**What is needed:**
Using the data that follows, state the number of lines holding the word "item", and give no other output.

—————

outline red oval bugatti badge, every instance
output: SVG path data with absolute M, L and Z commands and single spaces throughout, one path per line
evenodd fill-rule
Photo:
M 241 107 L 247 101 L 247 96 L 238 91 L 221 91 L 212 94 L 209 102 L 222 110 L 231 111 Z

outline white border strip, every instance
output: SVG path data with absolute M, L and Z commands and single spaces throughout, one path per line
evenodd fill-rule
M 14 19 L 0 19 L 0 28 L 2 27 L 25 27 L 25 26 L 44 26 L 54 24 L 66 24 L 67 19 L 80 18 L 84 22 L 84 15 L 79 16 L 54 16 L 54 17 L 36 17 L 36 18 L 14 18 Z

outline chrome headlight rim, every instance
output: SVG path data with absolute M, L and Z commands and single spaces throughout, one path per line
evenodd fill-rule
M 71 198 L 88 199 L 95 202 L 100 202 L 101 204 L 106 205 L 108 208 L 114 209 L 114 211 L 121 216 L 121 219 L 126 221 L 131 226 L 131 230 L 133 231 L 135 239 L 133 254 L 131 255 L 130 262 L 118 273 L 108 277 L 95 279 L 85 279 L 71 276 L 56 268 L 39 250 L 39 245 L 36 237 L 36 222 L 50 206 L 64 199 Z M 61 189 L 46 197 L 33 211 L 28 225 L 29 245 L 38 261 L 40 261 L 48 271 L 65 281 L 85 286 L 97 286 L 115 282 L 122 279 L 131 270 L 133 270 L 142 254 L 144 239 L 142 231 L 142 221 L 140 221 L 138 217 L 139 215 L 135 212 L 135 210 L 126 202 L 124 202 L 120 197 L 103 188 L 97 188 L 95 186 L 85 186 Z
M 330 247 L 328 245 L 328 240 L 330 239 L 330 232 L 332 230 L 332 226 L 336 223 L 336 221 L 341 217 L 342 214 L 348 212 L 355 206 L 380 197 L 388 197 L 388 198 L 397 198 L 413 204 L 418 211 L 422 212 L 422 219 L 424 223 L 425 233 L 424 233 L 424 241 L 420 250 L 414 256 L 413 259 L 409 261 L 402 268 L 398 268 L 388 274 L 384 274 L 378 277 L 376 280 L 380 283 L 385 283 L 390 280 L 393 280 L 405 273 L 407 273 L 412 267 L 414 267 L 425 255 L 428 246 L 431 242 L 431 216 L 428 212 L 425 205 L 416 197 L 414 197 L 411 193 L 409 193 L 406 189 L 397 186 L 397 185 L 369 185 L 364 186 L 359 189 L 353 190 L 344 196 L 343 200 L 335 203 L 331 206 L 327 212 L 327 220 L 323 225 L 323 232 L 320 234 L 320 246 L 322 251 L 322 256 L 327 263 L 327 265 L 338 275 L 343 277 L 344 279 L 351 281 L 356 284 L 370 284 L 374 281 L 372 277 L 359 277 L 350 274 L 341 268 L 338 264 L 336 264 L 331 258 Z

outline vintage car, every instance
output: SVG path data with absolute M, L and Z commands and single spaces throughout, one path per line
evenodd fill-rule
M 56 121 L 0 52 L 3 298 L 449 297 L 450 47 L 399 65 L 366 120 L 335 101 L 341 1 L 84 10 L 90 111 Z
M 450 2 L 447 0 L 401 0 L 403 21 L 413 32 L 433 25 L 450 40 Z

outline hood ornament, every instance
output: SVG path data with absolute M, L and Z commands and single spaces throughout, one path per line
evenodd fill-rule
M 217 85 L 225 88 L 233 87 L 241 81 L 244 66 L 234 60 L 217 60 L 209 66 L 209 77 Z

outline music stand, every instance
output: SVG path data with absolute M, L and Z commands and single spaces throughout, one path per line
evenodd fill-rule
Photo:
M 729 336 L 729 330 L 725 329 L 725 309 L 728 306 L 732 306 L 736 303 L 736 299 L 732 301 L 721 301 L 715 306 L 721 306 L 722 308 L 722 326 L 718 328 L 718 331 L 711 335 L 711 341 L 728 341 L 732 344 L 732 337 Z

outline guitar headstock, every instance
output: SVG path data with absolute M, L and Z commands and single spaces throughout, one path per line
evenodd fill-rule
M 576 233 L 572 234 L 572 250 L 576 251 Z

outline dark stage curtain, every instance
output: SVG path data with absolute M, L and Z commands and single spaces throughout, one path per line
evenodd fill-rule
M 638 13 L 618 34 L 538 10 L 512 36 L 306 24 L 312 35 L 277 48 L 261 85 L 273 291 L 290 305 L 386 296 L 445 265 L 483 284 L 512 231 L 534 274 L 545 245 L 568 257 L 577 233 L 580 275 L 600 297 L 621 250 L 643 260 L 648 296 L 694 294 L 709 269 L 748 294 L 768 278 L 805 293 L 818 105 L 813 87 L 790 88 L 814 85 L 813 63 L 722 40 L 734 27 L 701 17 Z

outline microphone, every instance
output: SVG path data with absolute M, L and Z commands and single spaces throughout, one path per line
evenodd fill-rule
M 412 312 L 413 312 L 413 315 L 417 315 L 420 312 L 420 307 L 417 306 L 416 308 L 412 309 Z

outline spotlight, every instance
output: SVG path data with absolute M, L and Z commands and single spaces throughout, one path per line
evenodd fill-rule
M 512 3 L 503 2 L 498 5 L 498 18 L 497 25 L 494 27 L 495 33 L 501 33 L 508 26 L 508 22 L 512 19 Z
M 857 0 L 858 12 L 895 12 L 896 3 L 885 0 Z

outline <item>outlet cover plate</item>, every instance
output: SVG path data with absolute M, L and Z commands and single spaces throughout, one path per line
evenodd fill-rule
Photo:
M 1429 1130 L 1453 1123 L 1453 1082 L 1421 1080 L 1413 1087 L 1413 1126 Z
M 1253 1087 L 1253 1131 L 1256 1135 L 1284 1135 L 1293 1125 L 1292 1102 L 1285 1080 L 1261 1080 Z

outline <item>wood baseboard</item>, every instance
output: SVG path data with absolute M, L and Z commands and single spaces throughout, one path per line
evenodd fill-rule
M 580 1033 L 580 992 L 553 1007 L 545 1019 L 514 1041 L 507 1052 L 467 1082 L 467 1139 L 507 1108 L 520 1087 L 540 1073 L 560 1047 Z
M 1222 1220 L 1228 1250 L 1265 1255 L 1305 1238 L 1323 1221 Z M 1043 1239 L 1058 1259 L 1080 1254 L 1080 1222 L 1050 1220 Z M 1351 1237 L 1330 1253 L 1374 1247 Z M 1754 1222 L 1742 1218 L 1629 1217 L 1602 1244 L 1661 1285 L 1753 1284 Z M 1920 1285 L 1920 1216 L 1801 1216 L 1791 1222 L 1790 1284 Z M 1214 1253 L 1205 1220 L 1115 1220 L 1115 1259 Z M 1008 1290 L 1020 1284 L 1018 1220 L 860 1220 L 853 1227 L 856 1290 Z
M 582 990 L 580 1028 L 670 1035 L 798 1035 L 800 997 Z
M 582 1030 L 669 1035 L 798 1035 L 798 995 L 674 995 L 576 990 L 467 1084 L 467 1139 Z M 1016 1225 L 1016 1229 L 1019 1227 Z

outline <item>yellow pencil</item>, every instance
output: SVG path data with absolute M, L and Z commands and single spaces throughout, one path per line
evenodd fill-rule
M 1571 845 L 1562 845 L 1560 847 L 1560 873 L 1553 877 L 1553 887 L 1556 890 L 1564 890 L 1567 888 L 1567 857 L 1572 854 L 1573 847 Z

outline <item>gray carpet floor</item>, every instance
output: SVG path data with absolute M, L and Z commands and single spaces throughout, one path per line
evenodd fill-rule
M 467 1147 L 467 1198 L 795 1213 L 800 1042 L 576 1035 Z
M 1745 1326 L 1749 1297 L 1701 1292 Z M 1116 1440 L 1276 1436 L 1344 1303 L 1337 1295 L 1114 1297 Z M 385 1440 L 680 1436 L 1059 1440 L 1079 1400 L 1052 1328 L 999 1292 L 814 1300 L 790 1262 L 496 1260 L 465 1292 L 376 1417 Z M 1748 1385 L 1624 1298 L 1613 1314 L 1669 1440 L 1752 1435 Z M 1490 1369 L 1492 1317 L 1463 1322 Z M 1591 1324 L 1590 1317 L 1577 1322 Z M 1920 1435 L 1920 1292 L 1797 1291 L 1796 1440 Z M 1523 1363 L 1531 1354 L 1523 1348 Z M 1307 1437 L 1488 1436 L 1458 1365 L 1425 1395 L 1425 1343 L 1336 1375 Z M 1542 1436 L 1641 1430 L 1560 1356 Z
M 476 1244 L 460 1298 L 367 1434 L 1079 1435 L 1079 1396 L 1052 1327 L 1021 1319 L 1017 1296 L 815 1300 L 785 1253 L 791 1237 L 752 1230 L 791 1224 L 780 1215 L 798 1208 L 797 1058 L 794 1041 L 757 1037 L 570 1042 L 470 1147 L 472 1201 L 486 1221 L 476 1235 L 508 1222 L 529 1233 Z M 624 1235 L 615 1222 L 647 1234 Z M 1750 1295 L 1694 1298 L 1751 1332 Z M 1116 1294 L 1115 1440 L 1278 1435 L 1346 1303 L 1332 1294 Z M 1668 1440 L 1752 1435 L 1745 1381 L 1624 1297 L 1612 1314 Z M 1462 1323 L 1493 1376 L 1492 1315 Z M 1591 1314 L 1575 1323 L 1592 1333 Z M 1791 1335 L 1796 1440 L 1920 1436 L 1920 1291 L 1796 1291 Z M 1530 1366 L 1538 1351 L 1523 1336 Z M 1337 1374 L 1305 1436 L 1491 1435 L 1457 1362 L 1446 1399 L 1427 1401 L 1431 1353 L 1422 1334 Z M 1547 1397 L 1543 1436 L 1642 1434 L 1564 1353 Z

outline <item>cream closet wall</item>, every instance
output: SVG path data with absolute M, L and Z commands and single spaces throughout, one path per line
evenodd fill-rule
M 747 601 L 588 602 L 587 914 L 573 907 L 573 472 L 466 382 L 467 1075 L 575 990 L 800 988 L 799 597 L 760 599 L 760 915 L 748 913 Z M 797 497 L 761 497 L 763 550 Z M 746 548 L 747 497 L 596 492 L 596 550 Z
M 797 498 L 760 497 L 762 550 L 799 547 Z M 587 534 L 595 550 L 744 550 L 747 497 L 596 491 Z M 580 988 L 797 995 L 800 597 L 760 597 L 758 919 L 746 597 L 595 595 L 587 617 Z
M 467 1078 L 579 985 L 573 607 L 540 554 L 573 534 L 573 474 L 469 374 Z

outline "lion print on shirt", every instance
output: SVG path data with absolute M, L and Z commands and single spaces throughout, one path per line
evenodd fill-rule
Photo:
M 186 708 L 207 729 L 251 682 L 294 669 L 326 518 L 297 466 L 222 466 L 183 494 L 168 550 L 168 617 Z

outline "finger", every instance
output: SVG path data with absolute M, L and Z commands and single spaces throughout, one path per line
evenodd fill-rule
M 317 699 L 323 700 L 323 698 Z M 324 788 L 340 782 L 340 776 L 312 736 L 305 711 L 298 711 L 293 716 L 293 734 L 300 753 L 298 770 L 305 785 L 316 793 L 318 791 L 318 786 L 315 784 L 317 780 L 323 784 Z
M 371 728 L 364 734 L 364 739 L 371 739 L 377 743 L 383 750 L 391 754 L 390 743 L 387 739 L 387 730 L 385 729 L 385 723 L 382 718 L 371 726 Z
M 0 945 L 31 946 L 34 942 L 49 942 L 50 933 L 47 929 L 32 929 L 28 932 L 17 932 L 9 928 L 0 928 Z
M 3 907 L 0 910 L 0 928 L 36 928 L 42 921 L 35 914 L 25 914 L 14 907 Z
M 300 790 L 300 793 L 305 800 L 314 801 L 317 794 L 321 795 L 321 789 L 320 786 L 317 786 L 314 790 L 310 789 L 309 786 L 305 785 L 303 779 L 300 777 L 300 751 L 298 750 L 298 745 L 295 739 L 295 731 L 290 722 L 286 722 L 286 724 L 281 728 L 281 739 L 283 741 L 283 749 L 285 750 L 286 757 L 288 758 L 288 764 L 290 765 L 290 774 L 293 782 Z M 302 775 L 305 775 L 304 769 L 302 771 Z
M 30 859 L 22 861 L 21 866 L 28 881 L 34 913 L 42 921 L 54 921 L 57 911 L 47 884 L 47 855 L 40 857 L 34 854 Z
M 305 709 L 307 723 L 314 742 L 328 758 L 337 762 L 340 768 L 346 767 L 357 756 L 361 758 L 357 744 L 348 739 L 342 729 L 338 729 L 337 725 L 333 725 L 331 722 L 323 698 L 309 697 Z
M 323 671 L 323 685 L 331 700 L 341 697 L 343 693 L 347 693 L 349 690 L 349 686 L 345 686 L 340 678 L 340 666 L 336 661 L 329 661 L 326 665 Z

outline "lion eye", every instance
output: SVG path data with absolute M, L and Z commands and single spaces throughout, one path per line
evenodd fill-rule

—————

**Answer to the problem:**
5